Transcribe verbatim every line from the line containing "For every instance of the wooden railing, the" to the end of the entries, including both endpoints. Output nothing beyond those lines.

# start of PROVIDED RECORDS

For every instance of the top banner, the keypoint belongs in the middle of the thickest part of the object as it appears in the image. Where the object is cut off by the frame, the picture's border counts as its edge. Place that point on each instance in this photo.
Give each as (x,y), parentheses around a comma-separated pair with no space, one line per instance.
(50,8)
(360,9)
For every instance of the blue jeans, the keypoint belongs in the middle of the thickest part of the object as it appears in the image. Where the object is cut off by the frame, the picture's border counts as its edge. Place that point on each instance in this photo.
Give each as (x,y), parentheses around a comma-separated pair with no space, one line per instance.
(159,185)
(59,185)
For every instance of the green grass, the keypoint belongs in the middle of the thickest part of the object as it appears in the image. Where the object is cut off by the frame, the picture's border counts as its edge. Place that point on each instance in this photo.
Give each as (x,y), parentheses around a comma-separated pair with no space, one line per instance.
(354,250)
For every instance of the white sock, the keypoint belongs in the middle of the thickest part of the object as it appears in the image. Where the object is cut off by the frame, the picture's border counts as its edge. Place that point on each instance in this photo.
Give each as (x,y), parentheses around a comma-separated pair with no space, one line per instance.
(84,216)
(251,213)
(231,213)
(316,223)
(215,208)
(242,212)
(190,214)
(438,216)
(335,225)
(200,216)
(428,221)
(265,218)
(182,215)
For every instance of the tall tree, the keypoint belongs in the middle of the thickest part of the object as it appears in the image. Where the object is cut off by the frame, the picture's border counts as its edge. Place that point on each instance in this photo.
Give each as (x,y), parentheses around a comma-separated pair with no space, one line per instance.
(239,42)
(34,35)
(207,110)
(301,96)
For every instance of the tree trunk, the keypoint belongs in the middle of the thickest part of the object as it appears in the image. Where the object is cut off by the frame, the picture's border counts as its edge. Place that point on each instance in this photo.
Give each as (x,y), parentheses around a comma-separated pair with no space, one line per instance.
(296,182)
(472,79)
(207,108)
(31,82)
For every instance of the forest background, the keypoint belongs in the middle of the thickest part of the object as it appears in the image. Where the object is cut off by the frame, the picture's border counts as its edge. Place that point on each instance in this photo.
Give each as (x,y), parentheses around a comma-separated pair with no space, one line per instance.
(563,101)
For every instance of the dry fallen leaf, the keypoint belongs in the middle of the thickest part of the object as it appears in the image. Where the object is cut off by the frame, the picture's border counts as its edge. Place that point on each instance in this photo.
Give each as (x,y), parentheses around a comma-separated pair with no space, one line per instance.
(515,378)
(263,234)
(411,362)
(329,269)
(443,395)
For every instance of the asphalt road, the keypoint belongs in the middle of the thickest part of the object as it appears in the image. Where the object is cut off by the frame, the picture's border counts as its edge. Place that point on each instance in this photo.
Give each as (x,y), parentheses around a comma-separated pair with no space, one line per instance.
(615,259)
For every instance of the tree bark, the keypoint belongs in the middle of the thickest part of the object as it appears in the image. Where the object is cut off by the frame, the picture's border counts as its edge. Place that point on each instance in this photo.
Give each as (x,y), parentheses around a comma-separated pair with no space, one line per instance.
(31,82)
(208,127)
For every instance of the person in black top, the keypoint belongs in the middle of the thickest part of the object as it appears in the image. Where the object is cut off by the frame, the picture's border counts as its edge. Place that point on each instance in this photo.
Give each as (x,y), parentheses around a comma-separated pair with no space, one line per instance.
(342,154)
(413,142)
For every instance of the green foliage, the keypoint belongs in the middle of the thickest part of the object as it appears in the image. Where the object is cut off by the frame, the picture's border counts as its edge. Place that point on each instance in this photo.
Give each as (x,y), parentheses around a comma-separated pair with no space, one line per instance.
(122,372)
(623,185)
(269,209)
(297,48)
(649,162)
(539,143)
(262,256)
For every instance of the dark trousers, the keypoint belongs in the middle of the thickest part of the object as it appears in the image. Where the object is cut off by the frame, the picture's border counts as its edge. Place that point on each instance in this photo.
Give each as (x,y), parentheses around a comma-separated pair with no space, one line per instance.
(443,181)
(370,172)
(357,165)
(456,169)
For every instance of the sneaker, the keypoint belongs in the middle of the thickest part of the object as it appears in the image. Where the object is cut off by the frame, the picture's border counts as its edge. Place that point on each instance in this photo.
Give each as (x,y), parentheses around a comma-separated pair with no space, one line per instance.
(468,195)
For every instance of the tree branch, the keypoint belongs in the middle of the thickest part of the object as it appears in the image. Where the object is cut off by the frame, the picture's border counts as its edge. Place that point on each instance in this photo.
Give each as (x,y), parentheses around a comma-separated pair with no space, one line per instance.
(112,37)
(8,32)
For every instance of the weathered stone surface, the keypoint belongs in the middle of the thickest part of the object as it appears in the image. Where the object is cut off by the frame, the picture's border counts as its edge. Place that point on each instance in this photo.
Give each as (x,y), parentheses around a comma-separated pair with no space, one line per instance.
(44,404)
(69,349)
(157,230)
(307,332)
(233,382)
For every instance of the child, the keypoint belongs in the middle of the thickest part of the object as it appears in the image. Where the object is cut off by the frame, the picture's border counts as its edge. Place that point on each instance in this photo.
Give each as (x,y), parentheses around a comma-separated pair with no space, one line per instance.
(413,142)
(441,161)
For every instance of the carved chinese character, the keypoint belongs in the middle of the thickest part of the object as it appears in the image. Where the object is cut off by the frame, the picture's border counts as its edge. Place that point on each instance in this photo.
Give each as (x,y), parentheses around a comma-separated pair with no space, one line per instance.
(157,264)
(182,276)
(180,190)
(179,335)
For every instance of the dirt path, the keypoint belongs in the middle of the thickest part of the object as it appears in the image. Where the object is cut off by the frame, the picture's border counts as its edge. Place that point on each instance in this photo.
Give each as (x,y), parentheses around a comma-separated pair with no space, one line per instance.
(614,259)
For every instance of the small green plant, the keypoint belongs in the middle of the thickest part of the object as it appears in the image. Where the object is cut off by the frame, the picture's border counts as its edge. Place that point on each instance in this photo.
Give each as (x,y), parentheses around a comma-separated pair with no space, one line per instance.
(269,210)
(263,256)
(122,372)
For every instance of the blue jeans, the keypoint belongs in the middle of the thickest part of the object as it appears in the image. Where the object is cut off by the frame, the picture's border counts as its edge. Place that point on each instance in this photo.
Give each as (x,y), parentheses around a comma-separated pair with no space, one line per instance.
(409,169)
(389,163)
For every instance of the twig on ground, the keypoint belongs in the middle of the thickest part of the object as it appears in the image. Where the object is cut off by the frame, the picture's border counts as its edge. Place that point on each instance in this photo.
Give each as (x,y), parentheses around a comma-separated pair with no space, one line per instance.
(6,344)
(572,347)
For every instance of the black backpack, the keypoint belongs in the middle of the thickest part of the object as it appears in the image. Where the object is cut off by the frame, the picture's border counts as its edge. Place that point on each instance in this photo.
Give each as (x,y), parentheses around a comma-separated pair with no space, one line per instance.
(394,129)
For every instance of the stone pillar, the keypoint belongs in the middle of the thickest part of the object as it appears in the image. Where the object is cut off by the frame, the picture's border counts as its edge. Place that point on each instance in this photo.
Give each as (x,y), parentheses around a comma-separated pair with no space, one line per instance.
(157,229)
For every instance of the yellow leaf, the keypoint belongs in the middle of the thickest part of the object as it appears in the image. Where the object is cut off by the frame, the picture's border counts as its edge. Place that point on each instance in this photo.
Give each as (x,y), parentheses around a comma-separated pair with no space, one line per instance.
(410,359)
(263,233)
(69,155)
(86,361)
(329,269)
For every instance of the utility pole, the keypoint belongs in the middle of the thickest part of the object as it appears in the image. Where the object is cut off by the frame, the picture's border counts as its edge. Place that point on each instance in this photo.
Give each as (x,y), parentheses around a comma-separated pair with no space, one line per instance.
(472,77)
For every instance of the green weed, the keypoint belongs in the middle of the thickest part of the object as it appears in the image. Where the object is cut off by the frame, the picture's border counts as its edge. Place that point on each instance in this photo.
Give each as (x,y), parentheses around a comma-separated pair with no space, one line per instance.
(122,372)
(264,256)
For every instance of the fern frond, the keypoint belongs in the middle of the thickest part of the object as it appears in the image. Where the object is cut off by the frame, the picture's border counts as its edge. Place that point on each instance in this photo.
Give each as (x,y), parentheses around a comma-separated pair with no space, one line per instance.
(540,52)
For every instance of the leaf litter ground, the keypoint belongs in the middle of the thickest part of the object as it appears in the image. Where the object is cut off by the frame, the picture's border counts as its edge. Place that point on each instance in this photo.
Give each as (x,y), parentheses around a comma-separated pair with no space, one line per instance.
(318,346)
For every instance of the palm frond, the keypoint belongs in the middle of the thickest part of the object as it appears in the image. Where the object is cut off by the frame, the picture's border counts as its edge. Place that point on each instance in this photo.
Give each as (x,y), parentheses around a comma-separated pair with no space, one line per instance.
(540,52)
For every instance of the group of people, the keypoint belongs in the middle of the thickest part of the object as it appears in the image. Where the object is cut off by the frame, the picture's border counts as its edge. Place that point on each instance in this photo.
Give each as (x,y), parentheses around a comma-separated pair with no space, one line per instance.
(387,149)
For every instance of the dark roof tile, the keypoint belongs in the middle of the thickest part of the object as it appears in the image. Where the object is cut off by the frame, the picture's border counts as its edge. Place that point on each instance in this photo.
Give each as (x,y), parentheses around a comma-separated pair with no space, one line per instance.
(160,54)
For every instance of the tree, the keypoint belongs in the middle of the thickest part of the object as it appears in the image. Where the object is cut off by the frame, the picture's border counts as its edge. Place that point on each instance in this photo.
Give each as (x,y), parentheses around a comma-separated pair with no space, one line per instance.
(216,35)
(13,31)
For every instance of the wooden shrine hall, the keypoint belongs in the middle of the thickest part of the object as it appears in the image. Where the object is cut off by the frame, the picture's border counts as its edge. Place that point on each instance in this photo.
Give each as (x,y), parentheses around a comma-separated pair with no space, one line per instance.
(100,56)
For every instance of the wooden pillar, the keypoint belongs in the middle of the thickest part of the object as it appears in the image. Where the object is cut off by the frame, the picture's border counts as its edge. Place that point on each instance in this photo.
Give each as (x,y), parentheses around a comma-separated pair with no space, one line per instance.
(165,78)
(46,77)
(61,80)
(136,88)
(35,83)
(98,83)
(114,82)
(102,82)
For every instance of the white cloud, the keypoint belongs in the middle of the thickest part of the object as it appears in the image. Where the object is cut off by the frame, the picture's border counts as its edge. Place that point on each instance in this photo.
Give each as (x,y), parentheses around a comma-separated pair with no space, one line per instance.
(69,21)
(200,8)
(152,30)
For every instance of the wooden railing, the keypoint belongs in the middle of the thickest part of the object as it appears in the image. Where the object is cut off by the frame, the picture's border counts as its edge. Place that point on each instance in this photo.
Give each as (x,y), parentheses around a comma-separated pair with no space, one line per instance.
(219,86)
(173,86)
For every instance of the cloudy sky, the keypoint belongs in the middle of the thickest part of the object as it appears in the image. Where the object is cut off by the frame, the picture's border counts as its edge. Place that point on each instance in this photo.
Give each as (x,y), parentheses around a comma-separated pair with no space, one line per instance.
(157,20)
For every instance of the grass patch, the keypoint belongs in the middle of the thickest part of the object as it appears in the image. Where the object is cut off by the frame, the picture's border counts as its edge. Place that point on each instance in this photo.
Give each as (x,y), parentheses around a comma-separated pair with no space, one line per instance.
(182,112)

# end of PROVIDED RECORDS

## ANSWER BELOW
For every instance of the wooden railing, the keypoint belongs in the middle of the thickest part of the object as it appears in the image. Where the object is cut off by the frame, the picture's border counts as its edge. Place that point on each instance in this photo.
Give each as (x,y), parentheses around a comma-separated pair with no space, one line per instance.
(219,86)
(173,86)
For every instance of the cloudy sky, the keypoint belongs in the middle of the thickest part of the object as it appears in the image. Where the object is cut off by the frame, the picture's border counts as its edge. Place that point on each instance in this photo.
Give each as (x,y), parentheses around a comma-separated pair with no space, one line per instance.
(157,20)
For every instance of the grass patch, the keypoint belongs in the middle of the thickest part of the object as it appears in the image. Where the object is cut off by the frame, the picture's border counts as its edge. Place that point on each instance in this photo.
Give each as (x,y), parentheses around a comma-separated pair with no space, one line per instance.
(182,112)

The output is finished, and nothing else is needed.